» Aim of the exercise: Format the entries from the line containing "each like (694,182)." down to the end as a JSON list of strings, one string per line, with blank lines left out.

» Lines of data:
········

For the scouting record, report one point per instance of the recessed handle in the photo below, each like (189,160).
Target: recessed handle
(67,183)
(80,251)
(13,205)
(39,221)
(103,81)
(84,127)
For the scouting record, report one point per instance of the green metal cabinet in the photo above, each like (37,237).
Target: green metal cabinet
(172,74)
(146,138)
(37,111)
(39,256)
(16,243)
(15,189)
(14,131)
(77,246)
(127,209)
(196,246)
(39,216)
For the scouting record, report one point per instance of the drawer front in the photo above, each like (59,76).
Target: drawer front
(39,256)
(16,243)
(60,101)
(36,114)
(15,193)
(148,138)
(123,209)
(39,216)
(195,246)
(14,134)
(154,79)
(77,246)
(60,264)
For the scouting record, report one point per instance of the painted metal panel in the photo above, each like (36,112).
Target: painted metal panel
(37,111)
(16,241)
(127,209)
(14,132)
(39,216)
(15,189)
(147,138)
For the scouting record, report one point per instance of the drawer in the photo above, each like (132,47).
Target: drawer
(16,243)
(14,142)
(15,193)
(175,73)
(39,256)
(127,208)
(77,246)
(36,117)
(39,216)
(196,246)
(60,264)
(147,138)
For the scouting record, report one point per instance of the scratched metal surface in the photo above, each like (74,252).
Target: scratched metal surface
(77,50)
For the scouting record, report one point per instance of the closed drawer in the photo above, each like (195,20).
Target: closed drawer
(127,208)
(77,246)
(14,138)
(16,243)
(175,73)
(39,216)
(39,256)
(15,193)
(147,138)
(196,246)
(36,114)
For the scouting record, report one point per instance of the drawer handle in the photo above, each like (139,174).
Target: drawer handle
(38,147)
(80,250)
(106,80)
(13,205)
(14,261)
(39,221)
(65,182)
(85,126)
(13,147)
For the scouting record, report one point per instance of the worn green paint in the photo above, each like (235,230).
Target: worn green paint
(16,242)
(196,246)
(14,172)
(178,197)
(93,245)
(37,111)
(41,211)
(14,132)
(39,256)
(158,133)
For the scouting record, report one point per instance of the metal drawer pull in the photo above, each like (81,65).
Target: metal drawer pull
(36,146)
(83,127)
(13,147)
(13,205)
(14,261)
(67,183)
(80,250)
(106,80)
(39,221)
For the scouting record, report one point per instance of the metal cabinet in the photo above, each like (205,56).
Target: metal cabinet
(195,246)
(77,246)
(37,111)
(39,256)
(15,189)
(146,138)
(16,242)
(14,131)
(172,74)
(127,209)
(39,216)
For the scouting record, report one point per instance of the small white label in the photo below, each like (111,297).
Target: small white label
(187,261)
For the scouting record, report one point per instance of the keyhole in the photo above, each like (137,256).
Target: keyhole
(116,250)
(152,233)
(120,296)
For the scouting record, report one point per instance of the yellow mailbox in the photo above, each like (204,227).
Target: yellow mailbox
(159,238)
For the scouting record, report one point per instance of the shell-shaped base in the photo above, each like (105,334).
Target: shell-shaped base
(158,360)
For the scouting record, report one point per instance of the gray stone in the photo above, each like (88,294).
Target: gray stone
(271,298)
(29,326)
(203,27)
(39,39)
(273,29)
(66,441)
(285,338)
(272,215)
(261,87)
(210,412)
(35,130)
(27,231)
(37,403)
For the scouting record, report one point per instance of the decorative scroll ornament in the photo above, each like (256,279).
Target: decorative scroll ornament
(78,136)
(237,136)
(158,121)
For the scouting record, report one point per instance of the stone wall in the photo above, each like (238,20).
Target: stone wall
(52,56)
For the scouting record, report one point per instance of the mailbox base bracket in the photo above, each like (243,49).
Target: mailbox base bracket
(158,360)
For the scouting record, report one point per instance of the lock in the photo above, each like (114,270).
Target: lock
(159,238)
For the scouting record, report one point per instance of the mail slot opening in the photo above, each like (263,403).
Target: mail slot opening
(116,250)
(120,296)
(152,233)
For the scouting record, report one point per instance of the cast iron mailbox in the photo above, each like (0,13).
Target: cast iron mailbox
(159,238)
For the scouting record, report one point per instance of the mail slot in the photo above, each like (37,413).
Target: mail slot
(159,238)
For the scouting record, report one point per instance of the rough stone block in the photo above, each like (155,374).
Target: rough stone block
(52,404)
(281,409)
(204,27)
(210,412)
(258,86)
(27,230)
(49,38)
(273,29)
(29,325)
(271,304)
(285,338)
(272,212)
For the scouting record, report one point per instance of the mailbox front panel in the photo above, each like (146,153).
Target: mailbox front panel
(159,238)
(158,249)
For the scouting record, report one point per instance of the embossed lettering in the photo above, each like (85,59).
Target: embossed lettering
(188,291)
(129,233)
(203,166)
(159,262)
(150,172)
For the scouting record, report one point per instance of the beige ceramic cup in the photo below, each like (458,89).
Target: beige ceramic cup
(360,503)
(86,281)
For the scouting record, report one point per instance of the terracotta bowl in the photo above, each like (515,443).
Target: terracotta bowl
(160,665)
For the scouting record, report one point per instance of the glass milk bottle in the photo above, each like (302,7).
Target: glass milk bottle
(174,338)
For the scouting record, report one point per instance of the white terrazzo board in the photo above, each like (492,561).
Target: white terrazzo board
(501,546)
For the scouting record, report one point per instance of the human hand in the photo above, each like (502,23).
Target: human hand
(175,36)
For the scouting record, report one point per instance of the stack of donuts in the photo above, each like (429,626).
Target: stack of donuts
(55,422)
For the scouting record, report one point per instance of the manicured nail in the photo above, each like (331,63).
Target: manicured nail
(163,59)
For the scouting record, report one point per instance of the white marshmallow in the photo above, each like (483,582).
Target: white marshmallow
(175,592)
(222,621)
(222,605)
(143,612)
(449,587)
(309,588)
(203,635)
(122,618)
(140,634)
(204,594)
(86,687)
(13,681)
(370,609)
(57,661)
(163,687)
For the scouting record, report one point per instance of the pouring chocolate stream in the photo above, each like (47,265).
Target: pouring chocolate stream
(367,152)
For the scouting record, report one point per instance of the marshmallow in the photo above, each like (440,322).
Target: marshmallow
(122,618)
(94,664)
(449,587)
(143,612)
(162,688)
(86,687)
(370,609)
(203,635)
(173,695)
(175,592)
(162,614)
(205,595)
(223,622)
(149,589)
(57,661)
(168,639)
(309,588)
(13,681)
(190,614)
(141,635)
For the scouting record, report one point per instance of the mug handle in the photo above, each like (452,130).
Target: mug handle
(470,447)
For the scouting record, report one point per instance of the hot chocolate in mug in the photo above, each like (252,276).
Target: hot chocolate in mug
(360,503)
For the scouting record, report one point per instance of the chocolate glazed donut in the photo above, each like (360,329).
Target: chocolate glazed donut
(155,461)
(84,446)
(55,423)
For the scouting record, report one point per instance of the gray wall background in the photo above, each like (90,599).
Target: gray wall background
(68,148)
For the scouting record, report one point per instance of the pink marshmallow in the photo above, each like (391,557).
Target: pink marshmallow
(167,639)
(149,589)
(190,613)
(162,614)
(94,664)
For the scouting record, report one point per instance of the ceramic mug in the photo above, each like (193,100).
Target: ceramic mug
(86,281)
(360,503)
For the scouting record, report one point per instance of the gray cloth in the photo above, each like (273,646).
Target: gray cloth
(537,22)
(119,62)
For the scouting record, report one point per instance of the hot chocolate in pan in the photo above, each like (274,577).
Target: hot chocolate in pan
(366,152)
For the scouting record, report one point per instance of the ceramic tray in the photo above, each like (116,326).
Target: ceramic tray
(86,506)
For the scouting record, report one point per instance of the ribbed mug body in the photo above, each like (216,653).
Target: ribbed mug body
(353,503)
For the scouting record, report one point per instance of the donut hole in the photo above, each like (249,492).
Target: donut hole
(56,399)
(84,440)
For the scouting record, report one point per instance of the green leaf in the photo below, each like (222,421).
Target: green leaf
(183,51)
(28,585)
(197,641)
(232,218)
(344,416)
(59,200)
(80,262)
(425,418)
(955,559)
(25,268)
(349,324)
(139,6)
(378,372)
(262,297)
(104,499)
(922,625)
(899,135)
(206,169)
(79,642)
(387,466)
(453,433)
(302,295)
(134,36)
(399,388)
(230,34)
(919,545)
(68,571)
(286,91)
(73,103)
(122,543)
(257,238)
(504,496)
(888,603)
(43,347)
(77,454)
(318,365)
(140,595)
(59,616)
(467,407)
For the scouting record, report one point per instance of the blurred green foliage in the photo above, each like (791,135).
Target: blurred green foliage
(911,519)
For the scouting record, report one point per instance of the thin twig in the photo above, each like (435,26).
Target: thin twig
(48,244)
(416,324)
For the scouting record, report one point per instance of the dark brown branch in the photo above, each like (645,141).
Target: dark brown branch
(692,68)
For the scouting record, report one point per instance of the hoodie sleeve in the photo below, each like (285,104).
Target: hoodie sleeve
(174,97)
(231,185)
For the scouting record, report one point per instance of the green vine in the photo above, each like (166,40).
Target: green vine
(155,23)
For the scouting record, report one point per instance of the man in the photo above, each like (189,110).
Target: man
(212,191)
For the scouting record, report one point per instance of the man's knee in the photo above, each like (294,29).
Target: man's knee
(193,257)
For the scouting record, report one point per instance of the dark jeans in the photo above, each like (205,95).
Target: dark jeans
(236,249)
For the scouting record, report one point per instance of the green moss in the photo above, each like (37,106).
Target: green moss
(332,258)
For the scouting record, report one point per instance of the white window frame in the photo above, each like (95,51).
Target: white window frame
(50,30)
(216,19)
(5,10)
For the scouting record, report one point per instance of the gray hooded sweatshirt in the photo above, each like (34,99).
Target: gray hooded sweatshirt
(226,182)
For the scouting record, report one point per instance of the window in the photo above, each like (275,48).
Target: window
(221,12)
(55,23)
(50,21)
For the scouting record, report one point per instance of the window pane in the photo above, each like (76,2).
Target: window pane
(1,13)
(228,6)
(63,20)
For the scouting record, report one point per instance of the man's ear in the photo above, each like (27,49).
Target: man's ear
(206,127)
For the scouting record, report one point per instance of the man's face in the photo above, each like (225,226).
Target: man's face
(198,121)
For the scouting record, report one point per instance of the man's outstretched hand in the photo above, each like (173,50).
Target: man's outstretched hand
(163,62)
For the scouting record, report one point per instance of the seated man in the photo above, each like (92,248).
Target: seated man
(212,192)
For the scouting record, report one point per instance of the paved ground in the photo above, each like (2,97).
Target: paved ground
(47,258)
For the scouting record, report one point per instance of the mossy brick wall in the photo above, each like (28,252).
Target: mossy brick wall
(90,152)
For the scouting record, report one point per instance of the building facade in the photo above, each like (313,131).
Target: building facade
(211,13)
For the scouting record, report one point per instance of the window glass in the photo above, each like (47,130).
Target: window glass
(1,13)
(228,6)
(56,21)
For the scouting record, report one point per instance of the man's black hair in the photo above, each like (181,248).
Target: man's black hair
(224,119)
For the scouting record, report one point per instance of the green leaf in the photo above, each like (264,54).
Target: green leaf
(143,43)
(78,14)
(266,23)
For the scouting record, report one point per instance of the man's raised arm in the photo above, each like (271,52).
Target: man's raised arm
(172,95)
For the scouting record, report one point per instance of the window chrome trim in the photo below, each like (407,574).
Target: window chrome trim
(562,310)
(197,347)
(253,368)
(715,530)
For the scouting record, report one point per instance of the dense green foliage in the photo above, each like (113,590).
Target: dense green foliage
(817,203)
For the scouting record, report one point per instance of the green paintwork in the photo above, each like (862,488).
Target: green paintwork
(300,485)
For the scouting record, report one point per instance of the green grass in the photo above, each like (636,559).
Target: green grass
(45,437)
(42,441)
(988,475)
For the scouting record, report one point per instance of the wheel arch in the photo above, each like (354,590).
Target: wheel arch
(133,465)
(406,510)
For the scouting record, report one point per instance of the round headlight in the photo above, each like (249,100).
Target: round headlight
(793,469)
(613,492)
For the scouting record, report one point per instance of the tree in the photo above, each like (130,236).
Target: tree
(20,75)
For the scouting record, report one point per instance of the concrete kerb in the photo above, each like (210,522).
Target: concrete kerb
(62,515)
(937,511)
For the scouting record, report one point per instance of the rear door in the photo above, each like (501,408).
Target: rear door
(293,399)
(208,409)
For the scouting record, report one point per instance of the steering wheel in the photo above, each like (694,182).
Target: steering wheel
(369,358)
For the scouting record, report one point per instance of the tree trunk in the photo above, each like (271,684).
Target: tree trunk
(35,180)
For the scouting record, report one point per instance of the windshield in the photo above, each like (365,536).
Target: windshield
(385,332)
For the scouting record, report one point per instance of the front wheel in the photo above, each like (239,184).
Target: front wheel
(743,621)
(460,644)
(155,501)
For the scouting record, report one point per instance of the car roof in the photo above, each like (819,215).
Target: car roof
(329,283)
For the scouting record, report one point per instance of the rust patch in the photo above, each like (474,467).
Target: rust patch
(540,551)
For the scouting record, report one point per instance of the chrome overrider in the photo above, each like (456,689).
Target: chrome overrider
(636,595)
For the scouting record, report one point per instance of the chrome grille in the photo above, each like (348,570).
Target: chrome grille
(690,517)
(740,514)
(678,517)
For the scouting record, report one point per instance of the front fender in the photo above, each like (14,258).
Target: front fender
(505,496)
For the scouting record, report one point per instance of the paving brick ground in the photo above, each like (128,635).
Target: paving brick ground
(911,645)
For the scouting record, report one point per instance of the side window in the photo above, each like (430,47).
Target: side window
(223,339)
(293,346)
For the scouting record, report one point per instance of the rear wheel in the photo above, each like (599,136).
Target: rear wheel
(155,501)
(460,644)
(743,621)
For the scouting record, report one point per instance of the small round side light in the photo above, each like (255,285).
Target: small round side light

········

» Exercise result:
[
  "For the scouting record, report one point per instance of the steering wheel in the photo above, each like (694,182).",
  "Target: steering wheel",
  "(369,358)",
  "For the scouting record, report one point per instance of the tree trunk in the photo above, each like (271,684).",
  "Target: tree trunk",
  "(35,180)",
  "For the scouting record, report one point per instance of the windshield in the photo above, each like (365,536).",
  "Target: windshield",
  "(385,332)",
  "For the scouting record, report one point per instance of the front wheel in the photo above, each like (239,184).",
  "Target: front wheel",
  "(743,621)",
  "(460,644)",
  "(155,501)",
  "For the scouting record, report one point per instance of the car roof in the photo above, each like (819,215).",
  "Target: car roof",
  "(329,283)",
  "For the scouting record, report one point per instance of the rust patch in the photo above, each like (474,467).",
  "Target: rust patch",
  "(540,551)",
  "For the scouting record, report one point per instance of the chrome overrider in the photo above, each like (456,689).",
  "Target: chrome overrider",
  "(636,595)",
  "For the scouting record, report one point per instance of the chrome grille in the photo above, each like (348,570).",
  "Target: chrome grille",
  "(690,517)",
  "(740,514)",
  "(678,517)",
  "For the scouting record, report one point per instance of the front fender in the photo above, each like (14,258).",
  "Target: front fender",
  "(505,496)",
  "For the scouting record, report one point per instance of the paving brick ground in the photo above, each like (128,635).",
  "Target: paving brick ground",
  "(911,645)",
  "For the scouting record, report one point per instance of the side window in the photo above, each like (430,47).",
  "Target: side window",
  "(223,339)",
  "(293,346)",
  "For the scouting record, report one point per instance of the rear wheel in the photo above, each like (599,136).",
  "Target: rear wheel",
  "(155,501)",
  "(460,644)",
  "(743,621)",
  "For the scouting record, report one point per instance of the small round side light in the photo above, each like (255,285).",
  "Target: small round side light"
]